Goal 1
Answer these questions from the passage on solar power in Rajasthan and Tamil Nadu:
(a) Which district leads Rajasthan in installed solar capacity?
(b) How many inverters does the Kamuthi plant contain?
(c) What all-time low solar tariff did Tamil Nadu reach on 1 July 2017?
Goal 2
Can you summarize the passage on solar power in Rajasthan and Tamil Nadu in two sentences?
Goal 3
From the passage on solar power in Rajasthan and Tamil Nadu, retype the part that opens with the words containing "Tamil Nadu was" and closes with "adding solar-power capacity.".

---------- Selected passage

Rajasthan is one of India's most solar-developed states, with its total photovoltaic capacity reaching 2,023 MW by the end of July 2017. Rajasthan was second in the country after Andhra Pradesh in installed capacity as on 31 March 2017, and is home to the 100 MW CSP plant at the Dhirubhai Ambani Solar Park. Jodhpur district leads the state with installed capacity of over 1,000 MW, followed by Jaisalmer and Bikaner. The Bhadla Solar Park, with a total capacity of 2,255 MW, is being developed in four phases; 260 MW capacity was commissioned by NTPC Limited, with the park's remaining projects scheduled for commission by May 2017.

Tamil Nadu

Tamil Nadu was the state with the highest installed solar-power capacity in India on 21 September 2016, when the 648-MW Kamuthi Solar Power Project was dedicated. With this plant, the total installed capacity in Tamil Nadu is 1,697 MW as on 31 July 2017. This is 21 percent of the installed renewable energy in the state; the other 79 percent is wind power. The plant, in Kamuthi, cost INR4,550 crore (US$710 million). The plant consists of 3.80 lakh (380,000) foundations, 25 lakh (2.5 million) solar modules, 27,000 tons of structure, 576 inverters, 154 transformers and 6,000 km (3,700 mi) of cables. About 8,500 people installed an average of about 11 MW a day to complete the plant in the stipulated time. Tamil Nadu is one of the national leader in adding solar-power capacity.

On 1 July 2017, Solar power tariff in Tamil Nadu has hit an all-time low of Rs 3.47 per unit when bidding for 1500 MW capacity was held.

--------------------
---------- Entries

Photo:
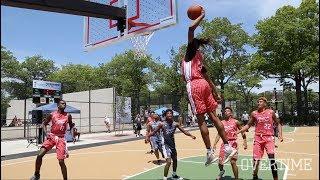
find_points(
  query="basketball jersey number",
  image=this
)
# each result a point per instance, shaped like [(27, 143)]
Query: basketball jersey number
[(267, 126)]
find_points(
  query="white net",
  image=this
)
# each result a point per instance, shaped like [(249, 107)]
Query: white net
[(140, 43)]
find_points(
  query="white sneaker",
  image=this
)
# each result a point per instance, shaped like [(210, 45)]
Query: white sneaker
[(221, 174), (229, 152), (211, 158)]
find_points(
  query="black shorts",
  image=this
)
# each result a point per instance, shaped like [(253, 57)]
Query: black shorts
[(139, 127), (276, 132)]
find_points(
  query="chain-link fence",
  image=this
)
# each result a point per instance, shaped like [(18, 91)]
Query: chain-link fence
[(94, 106)]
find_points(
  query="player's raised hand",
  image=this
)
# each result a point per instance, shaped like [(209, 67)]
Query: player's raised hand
[(203, 12), (146, 140), (280, 138), (245, 145), (193, 137)]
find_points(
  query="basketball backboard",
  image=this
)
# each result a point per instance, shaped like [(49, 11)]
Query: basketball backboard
[(142, 16)]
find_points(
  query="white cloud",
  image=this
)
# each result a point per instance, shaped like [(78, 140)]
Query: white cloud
[(267, 8)]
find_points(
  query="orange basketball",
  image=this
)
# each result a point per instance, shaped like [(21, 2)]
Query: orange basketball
[(194, 12)]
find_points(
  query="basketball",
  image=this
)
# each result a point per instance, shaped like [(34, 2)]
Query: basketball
[(194, 12)]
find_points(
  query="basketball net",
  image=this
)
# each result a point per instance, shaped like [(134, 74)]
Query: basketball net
[(140, 44)]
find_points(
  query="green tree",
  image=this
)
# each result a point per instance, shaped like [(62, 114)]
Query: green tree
[(128, 75), (226, 53), (19, 76), (76, 77), (243, 84), (288, 45), (170, 82)]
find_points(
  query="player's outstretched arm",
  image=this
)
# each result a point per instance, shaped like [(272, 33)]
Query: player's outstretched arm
[(247, 126), (185, 132), (216, 140), (244, 137), (213, 87), (194, 25), (277, 121), (152, 133), (46, 122), (147, 137)]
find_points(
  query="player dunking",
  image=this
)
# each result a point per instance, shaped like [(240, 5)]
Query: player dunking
[(168, 128), (156, 140), (231, 126), (60, 121), (263, 118), (202, 92)]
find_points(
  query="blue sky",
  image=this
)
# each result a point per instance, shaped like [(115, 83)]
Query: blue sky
[(60, 37)]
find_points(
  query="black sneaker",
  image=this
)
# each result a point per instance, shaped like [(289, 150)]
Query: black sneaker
[(176, 177), (35, 177)]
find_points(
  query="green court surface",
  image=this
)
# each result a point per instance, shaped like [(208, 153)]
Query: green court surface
[(288, 129), (194, 168)]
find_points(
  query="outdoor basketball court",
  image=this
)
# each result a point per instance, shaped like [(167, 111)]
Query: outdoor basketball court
[(297, 157)]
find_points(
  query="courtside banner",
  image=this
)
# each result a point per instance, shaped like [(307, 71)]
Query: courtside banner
[(46, 85)]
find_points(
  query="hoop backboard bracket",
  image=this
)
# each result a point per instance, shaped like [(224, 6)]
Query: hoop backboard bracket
[(142, 17)]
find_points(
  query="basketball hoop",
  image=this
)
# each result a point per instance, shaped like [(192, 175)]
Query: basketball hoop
[(140, 44)]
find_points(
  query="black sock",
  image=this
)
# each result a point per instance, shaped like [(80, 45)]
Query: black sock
[(273, 165)]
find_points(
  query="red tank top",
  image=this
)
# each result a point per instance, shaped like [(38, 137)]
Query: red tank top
[(192, 70), (230, 126), (59, 123), (263, 122)]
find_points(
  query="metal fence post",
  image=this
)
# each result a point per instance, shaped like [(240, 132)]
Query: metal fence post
[(89, 110), (25, 117)]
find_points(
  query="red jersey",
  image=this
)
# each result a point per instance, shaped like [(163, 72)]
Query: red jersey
[(230, 126), (59, 123), (150, 119), (263, 122), (192, 70)]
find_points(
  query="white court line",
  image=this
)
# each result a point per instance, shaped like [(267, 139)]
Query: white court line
[(285, 175), (287, 152), (53, 155), (155, 168)]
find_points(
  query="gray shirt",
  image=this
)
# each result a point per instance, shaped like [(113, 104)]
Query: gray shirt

--------------------

Exercise output 1
(a) Jodhpur district
(b) 576
(c) Rs 3.47 per unit

Exercise output 2
Rajasthan is one of India's most solar-developed states, with 2,023 MW of photovoltaic capacity by the end of July 2017, led by Jodhpur district and home to the Bhadla Solar Park, which is being developed in four phases. Tamil Nadu had 1,697 MW installed as of 31 July 2017, including the 648-MW Kamuthi Solar Power Project, and its solar tariff hit an all-time low of Rs 3.47 per unit on 1 July 2017.

Exercise output 3
Tamil Nadu was the state with the highest installed solar-power capacity in India on 21 September 2016, when the 648-MW Kamuthi Solar Power Project was dedicated. With this plant, the total installed capacity in Tamil Nadu is 1,697 MW as on 31 July 2017. This is 21 percent of the installed renewable energy in the state; the other 79 percent is wind power. The plant, in Kamuthi, cost INR4,550 crore (US$710 million). The plant consists of 3.80 lakh (380,000) foundations, 25 lakh (2.5 million) solar modules, 27,000 tons of structure, 576 inverters, 154 transformers and 6,000 km (3,700 mi) of cables. About 8,500 people installed an average of about 11 MW a day to complete the plant in the stipulated time. Tamil Nadu is one of the national leader in adding solar-power capacity.